PROVIDED TEXT:
⁂

# This is Why You Suck at Guitar: Your Muting/Dampening Sucks! Ditch the hair band!



## HumanFuseBen (Jul 2, 2016)

I deliver unto thee This is Why You Suck at Guitar 13: Your Muting/Dampening SUCKS! If you've ever wondered how to manage all the crazy noise your guitar produces and get your playing clean as a whistle (and ditch the damn hair band mute!), you're about to learn ALL the tricks! Scope it out and share!!!
https://www.youtube.com/watch?v=xJIRmnpTFRc


----------



## Pav (Jul 2, 2016)

Someone on SSO understands that fretwraps are merely a bandaid for sloppy playing? I never thought I'd see the day... 

You have my respect, good sir. People would do well to get rid of the crutches that they wrap around their guitars and learn to, you know, play with their hands.


----------



## Mike (Jul 2, 2016)

Good informative video  definitely plenty of good points made in favor of technique.

If I may play devils advocate here, proper muting technique is definitely the most important part of clean playing, but I feel there's instances where "crutches" like fretwraps or foams really do take care of excess string noise that a player can't necessarily stop just by muting the strings with hands/fingers alone.

A good example is a string through body tune-o-matic guitar with a fair amount of space between the nut and tuners. You can hold your hands all day on any part of the strings and fretboard, but string vibration and just general movement of the guitar (most noticeably on higher gain amps) is going to cause the strings behind the bridge and in front of the nut to vibrate and thus send noise through the amp.

You can argue that technique can stop that, but I think some guitars are just a lot more prone to unwanted string noise and things like setup and construction of the guitar play a part as well in keeping string noise under control.


----------



## mrspacecat (Jul 2, 2016)

Mike said:


> A good example is a string through body tune-o-matic guitar with a fair amount of space between the nut and tuners. You can hold your hands all day on any part of the strings and fretboard, but string vibration and just general movement of the guitar (most noticeably on higher gain amps) is going to cause the strings behind the bridge and in front of the nut to vibrate and thus send noise through the amp.



This is the reason why I just got a fretwrap. I don't have any problems with my Floyd rose equipped guitar, but my tune-o-matic guitar gives me noise like crazy (high e and b strings especially). It is also a cheaper guitar, so that could also be the issue. The video made me feel bad for buying it, but this makes me feel better. 
However, that doesn't mean that I won't be working on my muting technique. I really don't like using the fretwrap since it makes using the first fret difficult.


----------



## HumanFuseBen (Jul 2, 2016)

⁂

WORK TO COMPLETE:
a: Please give the entries from the line containing "Can you find the street lamp?" down through the last entry as a JSON list of strings, one string per line, with blank lines left out.
b: Carry the forum thread on guitar muting forward from its last line.

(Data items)
⁂

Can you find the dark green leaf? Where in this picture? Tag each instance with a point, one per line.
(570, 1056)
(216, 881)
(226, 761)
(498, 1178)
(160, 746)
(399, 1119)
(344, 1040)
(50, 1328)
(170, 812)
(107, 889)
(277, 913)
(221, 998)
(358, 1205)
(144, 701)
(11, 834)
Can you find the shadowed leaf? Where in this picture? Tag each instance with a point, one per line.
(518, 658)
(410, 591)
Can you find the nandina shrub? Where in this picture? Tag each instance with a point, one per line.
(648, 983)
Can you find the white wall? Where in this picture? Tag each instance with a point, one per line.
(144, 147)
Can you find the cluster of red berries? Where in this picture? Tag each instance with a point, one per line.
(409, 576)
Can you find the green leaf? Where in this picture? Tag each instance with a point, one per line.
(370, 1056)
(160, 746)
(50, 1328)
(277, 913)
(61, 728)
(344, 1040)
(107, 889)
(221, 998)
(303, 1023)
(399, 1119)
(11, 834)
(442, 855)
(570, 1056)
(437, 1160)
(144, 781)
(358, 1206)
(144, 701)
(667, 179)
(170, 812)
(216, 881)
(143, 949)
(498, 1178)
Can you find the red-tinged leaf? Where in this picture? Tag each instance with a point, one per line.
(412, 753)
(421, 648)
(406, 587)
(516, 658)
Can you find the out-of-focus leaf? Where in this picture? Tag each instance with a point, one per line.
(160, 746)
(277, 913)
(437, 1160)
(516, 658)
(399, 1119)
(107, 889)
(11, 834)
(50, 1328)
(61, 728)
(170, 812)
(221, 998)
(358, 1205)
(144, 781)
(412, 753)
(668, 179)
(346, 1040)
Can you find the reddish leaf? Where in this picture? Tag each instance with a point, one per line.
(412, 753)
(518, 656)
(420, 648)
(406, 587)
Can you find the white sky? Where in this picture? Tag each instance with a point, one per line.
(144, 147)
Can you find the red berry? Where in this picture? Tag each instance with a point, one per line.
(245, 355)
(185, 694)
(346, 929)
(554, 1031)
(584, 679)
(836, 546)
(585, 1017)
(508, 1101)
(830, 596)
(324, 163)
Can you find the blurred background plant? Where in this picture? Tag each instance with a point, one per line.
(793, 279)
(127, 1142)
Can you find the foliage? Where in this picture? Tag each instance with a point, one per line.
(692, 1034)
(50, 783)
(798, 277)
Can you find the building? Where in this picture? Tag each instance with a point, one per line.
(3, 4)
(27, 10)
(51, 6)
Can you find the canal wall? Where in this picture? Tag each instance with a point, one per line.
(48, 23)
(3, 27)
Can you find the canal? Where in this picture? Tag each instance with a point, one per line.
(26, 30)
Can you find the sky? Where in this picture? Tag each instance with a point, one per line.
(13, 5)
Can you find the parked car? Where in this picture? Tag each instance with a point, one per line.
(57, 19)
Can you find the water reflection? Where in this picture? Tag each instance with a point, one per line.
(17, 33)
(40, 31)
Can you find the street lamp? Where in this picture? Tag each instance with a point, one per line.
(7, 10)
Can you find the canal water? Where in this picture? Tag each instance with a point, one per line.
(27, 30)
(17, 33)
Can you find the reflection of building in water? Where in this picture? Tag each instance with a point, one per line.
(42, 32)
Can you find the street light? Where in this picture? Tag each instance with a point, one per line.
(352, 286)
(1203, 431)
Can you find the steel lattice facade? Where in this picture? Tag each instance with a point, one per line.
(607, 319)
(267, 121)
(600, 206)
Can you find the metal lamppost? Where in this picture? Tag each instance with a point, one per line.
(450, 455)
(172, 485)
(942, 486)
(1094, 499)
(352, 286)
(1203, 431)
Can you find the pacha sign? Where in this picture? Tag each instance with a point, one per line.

⁂

THE REPLIES:
a:
[
  "Can you find the street lamp? Where in this picture? Tag each instance with a point, one per line.",
  "(7, 10)",
  "Can you find the canal water? Where in this picture? Tag each instance with a point, one per line.",
  "(27, 30)",
  "(17, 33)",
  "Can you find the reflection of building in water? Where in this picture? Tag each instance with a point, one per line.",
  "(42, 32)",
  "Can you find the street light? Where in this picture? Tag each instance with a point, one per line.",
  "(352, 286)",
  "(1203, 431)",
  "Can you find the steel lattice facade? Where in this picture? Tag each instance with a point, one per line.",
  "(607, 319)",
  "(267, 121)",
  "(600, 206)",
  "Can you find the metal lamppost? Where in this picture? Tag each instance with a point, one per line.",
  "(450, 455)",
  "(172, 485)",
  "(942, 486)",
  "(1094, 499)",
  "(352, 286)",
  "(1203, 431)",
  "Can you find the pacha sign? Where in this picture? Tag each instance with a point, one per line."
]

b:
oh don't get me wrong, theres a BIG difference between using a tie/wrap to kill out strings ringing behind the nut/saddle and someone who's just using it to cover up noise they're making! I've got a guitar or two that rings behind the nut. Its not a huge deal usually, but especially when recording, you just HAVE to put a hair tie around the strings behind the nut. Same happens more often than not with tune-o-matic bridge.


----------



## Pav (Jul 2, 2016)

mrspacecat said:


> This is the reason why I just got a fretwrap. I don't have any problems with my Floyd rose equipped guitar, but my tune-o-matic guitar gives me noise like crazy (high e and b strings especially). It is also a cheaper guitar, so that could also be the issue. The video made me feel bad for buying it, but this makes me feel better.
> However, that doesn't mean that I won't be working on my muting technique. I really don't like using the fretwrap since it makes using the first fret difficult.



Oh yes, TOMs can be a pain in that regard. You could try the DIY fix for that problem and stuff foam underneath the strings in front of the nut and behind the bridge. Or wrap those sections of strings with electrical tape or something. That will kill the additional overtones without impeding your first fret access or muting your open strings.


----------



## noUser01 (Jul 3, 2016)

Pav said:


> Oh yes, TOMs can be a pain in that regard. You could try the DIY fix for that problem and stuff foam underneath the strings in front of the nut and behind the bridge. Or wrap those sections of strings with electrical tape or something. That will kill the additional overtones without impeding your first fret access or muting your open strings.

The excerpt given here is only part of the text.